Data excerpts:
►

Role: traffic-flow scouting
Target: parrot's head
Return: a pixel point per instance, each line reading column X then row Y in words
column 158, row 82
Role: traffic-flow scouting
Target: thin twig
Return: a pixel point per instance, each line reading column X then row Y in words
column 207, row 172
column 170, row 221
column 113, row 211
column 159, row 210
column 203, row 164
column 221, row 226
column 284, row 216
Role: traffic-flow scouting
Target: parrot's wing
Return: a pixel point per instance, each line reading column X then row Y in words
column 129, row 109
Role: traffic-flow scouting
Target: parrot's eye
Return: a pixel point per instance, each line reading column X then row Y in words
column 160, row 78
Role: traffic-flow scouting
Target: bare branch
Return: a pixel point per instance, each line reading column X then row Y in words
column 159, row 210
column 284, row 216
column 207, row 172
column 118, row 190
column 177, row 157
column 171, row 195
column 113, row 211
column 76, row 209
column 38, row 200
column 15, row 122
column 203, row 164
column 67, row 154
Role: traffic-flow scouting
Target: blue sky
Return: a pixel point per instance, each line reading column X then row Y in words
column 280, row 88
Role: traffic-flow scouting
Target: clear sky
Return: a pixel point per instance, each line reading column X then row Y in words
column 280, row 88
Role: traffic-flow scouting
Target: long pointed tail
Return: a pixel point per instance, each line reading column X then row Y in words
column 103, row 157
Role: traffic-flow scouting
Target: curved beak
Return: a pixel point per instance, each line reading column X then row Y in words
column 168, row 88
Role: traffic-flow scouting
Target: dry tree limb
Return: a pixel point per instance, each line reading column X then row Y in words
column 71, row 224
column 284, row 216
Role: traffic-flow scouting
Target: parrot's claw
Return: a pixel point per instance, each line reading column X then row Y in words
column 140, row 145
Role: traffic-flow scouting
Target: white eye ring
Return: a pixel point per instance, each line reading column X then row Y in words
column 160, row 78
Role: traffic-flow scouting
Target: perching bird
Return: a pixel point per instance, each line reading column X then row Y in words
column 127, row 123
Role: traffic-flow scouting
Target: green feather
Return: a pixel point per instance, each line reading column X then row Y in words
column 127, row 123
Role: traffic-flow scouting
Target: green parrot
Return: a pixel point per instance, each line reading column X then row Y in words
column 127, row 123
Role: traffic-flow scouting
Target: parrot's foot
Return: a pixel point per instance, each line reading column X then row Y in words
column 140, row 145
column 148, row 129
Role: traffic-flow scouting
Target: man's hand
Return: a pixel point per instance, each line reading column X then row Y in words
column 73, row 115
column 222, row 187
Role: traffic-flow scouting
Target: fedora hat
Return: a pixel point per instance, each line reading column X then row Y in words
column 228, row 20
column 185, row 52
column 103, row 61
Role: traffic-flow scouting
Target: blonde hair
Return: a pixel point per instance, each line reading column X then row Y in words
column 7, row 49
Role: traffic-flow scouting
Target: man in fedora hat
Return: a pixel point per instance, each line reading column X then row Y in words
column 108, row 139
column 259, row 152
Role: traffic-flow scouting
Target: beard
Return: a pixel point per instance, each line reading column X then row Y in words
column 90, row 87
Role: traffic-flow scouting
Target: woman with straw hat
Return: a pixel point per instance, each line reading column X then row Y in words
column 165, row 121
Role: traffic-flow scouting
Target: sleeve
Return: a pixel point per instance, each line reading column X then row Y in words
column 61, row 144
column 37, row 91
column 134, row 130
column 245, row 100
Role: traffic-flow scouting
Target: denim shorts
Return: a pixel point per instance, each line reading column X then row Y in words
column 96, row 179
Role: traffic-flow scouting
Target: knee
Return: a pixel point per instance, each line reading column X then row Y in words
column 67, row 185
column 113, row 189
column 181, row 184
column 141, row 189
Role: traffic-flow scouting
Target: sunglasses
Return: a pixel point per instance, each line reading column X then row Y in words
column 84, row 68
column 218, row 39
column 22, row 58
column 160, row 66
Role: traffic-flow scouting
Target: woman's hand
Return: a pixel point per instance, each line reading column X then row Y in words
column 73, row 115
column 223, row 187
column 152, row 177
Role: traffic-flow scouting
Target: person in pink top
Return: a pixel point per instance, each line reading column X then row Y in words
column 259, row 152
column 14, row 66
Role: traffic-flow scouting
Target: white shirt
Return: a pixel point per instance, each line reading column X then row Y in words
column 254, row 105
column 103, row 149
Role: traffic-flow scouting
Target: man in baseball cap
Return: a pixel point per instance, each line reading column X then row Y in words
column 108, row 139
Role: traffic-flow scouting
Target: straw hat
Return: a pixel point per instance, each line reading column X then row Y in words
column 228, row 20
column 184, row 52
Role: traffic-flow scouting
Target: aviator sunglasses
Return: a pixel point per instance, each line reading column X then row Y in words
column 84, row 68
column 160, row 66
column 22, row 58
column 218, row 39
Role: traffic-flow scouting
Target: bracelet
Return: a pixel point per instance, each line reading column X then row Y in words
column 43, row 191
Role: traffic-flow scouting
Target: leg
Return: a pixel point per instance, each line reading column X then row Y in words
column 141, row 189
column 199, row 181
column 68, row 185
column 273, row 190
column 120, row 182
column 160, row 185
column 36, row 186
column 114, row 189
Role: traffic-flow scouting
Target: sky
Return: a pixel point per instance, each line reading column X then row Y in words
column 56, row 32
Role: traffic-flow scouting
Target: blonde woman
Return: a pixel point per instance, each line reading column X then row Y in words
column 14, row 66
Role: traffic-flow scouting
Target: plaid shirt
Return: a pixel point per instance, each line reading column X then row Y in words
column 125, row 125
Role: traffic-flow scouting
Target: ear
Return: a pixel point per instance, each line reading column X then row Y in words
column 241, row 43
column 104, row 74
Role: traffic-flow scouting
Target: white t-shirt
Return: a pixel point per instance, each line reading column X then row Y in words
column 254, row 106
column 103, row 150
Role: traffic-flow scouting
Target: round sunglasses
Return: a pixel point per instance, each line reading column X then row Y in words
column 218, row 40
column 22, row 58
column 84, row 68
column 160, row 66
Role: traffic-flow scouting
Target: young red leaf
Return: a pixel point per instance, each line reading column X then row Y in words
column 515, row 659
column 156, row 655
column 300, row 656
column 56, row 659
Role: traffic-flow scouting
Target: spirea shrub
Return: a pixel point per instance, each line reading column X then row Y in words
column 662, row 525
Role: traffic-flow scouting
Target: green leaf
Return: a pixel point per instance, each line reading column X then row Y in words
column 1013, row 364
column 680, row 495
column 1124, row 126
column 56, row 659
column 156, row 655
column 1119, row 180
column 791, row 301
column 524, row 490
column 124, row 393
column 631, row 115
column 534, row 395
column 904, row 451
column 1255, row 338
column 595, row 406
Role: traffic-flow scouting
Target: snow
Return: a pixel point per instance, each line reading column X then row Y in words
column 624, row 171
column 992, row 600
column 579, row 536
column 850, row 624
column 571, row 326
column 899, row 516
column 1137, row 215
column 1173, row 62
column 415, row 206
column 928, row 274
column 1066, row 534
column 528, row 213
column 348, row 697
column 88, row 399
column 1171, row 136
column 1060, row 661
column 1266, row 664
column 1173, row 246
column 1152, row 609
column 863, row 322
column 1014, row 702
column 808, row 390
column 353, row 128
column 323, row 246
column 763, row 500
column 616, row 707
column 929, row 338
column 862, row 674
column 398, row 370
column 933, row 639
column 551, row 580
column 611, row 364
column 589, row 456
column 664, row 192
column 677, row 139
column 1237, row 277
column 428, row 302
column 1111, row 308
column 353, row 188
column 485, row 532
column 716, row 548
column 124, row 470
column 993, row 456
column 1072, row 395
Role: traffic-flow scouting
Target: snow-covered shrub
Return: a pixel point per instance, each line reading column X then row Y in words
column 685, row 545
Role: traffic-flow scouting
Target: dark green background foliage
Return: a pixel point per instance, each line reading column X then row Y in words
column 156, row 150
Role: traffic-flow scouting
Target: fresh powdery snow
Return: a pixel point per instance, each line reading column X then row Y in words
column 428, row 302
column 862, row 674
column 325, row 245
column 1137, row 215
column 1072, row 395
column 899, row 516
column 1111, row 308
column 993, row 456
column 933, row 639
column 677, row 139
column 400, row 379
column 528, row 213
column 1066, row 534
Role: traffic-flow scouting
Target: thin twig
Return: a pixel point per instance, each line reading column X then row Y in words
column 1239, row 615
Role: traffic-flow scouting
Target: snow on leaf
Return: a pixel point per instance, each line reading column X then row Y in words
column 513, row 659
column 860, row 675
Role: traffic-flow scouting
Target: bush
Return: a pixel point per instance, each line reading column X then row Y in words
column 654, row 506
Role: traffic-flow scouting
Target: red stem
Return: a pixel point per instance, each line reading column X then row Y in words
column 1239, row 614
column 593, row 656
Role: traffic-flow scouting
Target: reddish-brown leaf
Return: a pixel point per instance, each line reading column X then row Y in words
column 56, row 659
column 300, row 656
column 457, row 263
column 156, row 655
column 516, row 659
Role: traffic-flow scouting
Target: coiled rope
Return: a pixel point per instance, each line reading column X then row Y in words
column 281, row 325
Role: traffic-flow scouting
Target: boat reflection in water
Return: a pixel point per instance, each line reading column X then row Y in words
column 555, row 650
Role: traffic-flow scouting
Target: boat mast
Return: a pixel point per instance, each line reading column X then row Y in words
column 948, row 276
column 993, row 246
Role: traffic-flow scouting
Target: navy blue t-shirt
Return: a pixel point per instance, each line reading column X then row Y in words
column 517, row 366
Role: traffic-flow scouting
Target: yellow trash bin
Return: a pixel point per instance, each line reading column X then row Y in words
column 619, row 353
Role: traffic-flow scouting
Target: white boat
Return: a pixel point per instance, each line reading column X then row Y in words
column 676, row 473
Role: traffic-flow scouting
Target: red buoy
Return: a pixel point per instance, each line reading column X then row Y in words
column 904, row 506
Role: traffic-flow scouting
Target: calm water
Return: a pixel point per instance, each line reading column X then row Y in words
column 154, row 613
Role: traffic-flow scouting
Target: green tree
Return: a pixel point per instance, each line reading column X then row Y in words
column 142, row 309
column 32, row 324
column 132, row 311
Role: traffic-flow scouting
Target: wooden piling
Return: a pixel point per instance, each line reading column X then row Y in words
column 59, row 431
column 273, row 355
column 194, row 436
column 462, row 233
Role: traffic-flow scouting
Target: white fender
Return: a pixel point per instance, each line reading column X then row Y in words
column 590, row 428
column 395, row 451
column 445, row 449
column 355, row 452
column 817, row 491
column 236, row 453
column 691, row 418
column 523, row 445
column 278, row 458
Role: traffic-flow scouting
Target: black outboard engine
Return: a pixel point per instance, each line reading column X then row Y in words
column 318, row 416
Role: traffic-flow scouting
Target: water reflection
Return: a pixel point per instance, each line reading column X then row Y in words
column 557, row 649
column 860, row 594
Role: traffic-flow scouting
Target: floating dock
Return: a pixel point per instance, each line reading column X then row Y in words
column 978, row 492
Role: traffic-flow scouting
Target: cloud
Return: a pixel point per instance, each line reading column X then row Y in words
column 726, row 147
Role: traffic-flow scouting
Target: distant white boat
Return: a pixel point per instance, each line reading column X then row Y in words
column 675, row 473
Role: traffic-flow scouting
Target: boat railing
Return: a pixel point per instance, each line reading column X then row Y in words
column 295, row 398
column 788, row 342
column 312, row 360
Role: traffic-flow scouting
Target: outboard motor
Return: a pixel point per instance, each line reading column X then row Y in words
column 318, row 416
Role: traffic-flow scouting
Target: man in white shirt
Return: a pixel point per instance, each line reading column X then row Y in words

◄

> _WORK ITEM_
In the records above, the line with "Target: perching bird" marks the start and the line with "Target: sunglasses" marks the end; copy that stretch exactly, both lines included, and nothing else.

> _SOLUTION TO THIS EXERCISE_
Target: perching bird
Return: a pixel point per instance, each line reading column X then row Y in words
column 127, row 123
Role: traffic-flow scouting
Target: green feather
Return: a pixel point per instance, each line reading column X then row Y in words
column 127, row 123
Role: traffic-flow scouting
Target: green parrot
Return: a pixel point per instance, each line reading column X then row Y in words
column 127, row 123
Role: traffic-flow scouting
Target: parrot's foot
Return: a pixel point per instance, each line reading column X then row Y in words
column 140, row 145
column 148, row 129
Role: traffic-flow scouting
Target: man's hand
Return: a pixel point per instance, each line reading column X then row Y in words
column 73, row 115
column 222, row 187
Role: traffic-flow scouting
Target: fedora hat
Return: a pixel point per instance, each line reading column X then row Y in words
column 228, row 20
column 185, row 52
column 103, row 61
Role: traffic-flow scouting
Target: blonde hair
Return: a pixel point per instance, each line reading column X then row Y in words
column 7, row 49
Role: traffic-flow scouting
Target: man in fedora hat
Return: a pixel point per instance, each line reading column X then row Y in words
column 108, row 139
column 259, row 152
Role: traffic-flow scouting
Target: beard
Return: a pixel point per instance, each line reading column X then row Y in words
column 90, row 87
Role: traffic-flow scouting
Target: woman with straw hat
Return: a pixel point per instance, each line reading column X then row Y in words
column 165, row 121
Role: traffic-flow scouting
Target: sleeve
Return: a pixel point per instance, each line reading column X then row Y in words
column 61, row 144
column 37, row 91
column 134, row 130
column 245, row 100
Role: traffic-flow scouting
Target: denim shorts
Return: a pixel point per instance, each line reading column X then row Y in words
column 96, row 179
Role: traffic-flow scouting
Target: knee
Return: a pixel point per instance, each line reading column X then row Y in words
column 67, row 185
column 113, row 189
column 181, row 184
column 141, row 189
Role: traffic-flow scouting
Target: sunglasses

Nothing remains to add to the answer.